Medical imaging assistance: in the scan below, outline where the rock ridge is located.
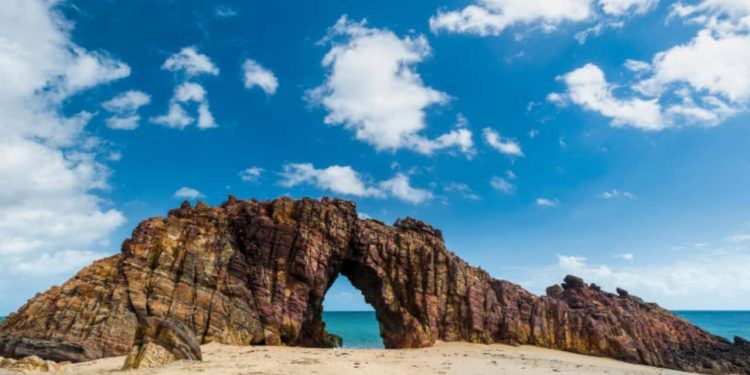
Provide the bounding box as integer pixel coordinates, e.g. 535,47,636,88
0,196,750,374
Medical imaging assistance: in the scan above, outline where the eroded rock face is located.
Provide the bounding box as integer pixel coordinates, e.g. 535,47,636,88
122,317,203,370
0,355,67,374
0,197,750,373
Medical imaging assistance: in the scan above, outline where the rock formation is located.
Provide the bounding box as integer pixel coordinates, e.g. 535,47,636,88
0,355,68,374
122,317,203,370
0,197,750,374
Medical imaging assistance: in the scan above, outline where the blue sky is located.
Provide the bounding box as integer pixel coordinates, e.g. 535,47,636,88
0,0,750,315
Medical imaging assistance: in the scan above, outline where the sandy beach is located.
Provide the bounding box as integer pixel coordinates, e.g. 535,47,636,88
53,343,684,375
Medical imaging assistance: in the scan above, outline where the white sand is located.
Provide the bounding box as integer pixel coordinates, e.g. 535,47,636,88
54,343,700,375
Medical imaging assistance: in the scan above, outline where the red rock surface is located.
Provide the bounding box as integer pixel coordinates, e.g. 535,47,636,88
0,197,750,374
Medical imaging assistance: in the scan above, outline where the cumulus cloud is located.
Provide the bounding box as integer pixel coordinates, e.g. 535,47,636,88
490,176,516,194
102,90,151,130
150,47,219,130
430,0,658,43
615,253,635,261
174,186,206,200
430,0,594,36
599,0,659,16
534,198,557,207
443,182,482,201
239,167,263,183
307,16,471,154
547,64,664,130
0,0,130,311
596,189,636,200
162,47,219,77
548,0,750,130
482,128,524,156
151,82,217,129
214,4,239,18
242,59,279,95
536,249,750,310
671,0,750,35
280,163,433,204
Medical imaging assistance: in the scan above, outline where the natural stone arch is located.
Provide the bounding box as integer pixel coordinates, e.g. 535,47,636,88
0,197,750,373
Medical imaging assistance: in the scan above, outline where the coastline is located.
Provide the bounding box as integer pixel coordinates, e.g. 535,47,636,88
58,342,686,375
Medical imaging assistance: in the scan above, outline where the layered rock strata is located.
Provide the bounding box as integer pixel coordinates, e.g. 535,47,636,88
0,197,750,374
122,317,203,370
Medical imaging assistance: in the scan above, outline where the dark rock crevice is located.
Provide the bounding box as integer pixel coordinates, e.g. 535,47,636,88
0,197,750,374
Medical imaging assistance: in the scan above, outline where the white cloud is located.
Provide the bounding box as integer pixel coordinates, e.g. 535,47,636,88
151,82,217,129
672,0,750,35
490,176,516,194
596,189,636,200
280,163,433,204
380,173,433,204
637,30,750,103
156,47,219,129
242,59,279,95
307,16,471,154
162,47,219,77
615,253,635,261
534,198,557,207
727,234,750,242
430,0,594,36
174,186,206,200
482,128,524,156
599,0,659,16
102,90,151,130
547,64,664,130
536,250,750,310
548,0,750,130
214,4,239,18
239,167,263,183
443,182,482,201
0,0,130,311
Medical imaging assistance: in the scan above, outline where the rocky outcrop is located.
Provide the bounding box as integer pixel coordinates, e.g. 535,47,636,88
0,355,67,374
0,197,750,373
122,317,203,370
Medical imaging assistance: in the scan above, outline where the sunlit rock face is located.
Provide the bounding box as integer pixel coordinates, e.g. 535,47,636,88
--
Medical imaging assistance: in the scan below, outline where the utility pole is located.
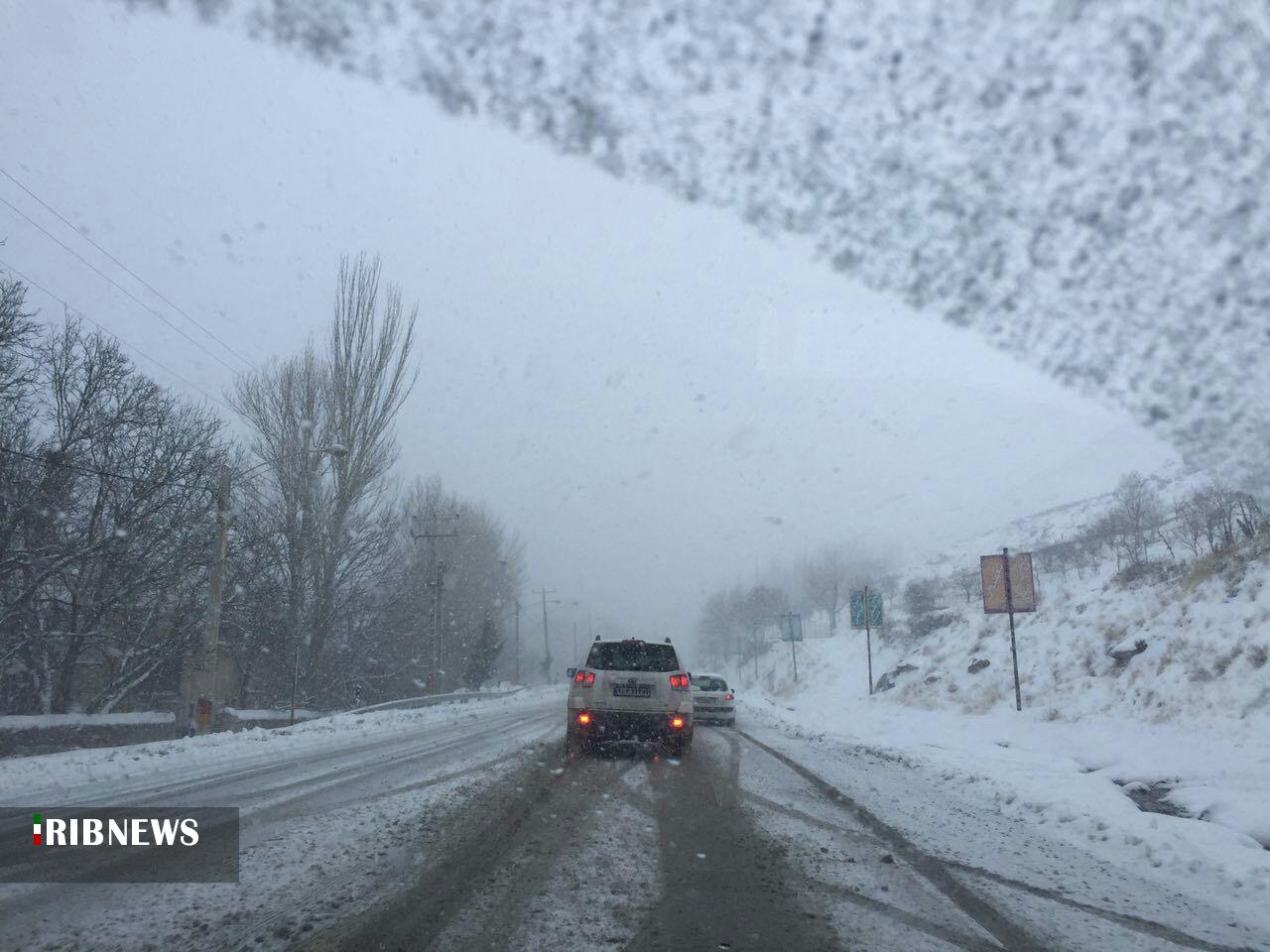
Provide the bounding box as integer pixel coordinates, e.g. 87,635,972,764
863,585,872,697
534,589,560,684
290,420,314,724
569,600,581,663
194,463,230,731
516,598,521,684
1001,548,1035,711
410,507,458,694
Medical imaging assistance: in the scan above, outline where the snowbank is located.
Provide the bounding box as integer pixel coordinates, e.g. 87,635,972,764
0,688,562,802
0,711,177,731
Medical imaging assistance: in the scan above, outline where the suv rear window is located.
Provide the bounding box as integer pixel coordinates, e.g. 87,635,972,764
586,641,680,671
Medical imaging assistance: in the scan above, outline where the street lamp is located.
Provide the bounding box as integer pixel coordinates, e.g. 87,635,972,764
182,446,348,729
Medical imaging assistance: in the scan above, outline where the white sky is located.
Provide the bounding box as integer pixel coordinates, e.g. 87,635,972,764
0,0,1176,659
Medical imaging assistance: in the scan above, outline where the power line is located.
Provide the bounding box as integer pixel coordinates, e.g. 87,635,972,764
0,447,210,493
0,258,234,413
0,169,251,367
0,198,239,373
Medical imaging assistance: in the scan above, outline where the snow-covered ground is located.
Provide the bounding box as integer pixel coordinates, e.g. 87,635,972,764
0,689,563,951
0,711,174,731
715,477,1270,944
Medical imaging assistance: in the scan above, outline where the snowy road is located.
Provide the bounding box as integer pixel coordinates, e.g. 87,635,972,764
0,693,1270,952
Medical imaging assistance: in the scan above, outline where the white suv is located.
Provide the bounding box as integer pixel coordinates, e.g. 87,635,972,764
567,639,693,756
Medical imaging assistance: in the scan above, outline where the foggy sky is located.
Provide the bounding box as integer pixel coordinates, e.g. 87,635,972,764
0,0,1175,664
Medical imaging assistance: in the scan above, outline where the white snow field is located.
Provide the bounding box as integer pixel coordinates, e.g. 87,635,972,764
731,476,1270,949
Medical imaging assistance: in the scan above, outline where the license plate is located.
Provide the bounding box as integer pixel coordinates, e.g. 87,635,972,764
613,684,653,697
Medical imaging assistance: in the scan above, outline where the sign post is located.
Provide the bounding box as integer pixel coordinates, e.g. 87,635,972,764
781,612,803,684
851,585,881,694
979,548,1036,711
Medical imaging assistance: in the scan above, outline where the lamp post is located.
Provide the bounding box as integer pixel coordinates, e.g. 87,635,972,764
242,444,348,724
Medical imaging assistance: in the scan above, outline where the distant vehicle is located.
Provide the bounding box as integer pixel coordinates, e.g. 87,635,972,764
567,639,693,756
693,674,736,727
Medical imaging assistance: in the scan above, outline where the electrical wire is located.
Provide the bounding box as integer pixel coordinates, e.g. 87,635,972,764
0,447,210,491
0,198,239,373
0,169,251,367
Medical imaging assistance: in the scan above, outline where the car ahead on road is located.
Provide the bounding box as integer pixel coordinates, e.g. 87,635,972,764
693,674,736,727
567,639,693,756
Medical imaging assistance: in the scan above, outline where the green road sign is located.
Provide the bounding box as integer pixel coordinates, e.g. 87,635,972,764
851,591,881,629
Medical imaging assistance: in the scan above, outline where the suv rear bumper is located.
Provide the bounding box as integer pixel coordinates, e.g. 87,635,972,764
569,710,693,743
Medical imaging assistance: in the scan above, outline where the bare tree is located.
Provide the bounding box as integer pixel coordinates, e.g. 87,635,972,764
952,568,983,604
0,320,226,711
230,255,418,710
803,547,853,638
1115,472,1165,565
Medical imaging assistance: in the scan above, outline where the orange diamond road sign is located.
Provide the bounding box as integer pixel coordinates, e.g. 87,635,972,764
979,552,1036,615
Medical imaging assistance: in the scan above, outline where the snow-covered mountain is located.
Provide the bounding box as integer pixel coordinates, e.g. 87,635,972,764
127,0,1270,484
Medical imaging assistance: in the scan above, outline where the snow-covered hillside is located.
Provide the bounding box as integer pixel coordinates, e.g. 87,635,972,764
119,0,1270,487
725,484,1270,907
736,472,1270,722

→ PROBLEM DESCRIPTION
How many lines in the rows above contain the string "sign"? Case counts, so give only the number.

→ RESULT OF THE TASK
3